[begin Passage]
TL;DR
I am designing a WireGuard VPN mesh to connect a small tech collective – a group of friends who each run their own infrastructure. The topology is hub-and-spoke with my k3s cluster as the hub, connecting 4+ remote sites over encrypted tunnels. Shared services include Jellyfin media federation, distributed CI/CD runners, LAN gaming, and centralized monitoring. The logging pipeline is privacy-first: all log filtering and anonymization happens at the edge (spoke side) before anything ships to the hub. This post covers the network design, the three-layer firewall architecture, the privacy model, and the phased rollout plan.
The Collective
This is not a corporate VPN. It is a group of friends who are all technical, all run some form of home infrastructure, and want to share resources without giving up control of their own networks. Everyone has their own ISP, their own hardware, and their own opinions about how things should work.
The requirements came from actual conversations:
- “Can I watch your Jellyfin library from my house?”
- “Can I run CI jobs on your cluster when my laptop is too slow?”
- “Can we play Minecraft without someone hosting a public server?”
- “I want monitoring for my homelab but I do not want to run Grafana myself”
The answer to all of these is “yes, with a VPN.” But the implementation has to respect that these are independent sites, not branch offices.
[end Passage]
◆ Aim 1
Count the lines of the records that contain the word "rope". Give only the number.
[begin Stored rows]
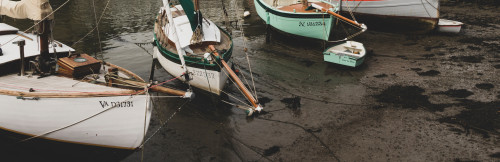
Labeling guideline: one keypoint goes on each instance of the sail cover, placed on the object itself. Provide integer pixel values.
(26, 9)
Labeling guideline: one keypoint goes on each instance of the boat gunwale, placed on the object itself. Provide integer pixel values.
(59, 94)
(194, 60)
(282, 13)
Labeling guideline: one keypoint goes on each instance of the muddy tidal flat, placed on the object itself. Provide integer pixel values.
(425, 97)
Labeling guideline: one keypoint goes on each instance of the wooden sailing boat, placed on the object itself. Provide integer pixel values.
(85, 101)
(297, 17)
(189, 45)
(401, 15)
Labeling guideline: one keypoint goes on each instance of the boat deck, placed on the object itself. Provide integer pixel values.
(299, 8)
(289, 5)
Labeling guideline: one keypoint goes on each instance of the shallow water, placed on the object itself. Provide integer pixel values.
(313, 110)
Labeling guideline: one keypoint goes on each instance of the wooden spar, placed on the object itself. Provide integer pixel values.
(338, 16)
(153, 88)
(240, 84)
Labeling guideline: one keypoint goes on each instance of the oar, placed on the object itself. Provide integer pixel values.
(363, 26)
(246, 92)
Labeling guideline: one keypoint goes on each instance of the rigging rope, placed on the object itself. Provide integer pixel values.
(97, 27)
(97, 24)
(36, 24)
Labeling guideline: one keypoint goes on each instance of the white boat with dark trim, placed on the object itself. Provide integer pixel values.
(449, 26)
(83, 101)
(189, 45)
(390, 15)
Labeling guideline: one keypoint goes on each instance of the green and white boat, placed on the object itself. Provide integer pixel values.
(298, 17)
(348, 53)
(189, 45)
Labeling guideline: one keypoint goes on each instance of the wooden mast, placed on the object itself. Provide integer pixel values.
(175, 38)
(246, 92)
(363, 26)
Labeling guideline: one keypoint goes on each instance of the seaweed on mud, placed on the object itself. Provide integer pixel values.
(472, 40)
(380, 76)
(457, 93)
(473, 48)
(469, 59)
(308, 63)
(407, 97)
(292, 103)
(271, 151)
(495, 155)
(429, 73)
(427, 56)
(485, 86)
(482, 117)
(264, 100)
(402, 57)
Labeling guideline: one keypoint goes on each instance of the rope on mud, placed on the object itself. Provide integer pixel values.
(232, 137)
(308, 131)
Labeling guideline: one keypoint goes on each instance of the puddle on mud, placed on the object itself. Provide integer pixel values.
(407, 97)
(495, 155)
(271, 151)
(481, 117)
(380, 76)
(416, 69)
(457, 93)
(429, 73)
(469, 59)
(292, 103)
(264, 100)
(485, 86)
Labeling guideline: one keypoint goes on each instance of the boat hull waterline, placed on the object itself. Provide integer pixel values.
(122, 126)
(316, 25)
(402, 15)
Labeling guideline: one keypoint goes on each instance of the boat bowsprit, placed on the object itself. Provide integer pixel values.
(46, 92)
(348, 53)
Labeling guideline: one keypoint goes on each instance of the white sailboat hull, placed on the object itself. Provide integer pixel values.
(209, 80)
(394, 15)
(123, 126)
(403, 8)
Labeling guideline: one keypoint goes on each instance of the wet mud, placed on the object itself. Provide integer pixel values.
(417, 97)
(429, 73)
(485, 86)
(483, 118)
(457, 93)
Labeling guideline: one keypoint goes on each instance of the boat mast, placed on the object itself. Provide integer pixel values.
(180, 52)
[end Stored rows]
◆ Aim 2
From the WireGuard mesh post, write out the words starting with "The Collective" and going on through "things should work.".

◆ Written answer 1
2

◆ Written answer 2
The Collective
This is not a corporate VPN. It is a group of friends who are all technical, all run some form of home infrastructure, and want to share resources without giving up control of their own networks. Everyone has their own ISP, their own hardware, and their own opinions about how things should work.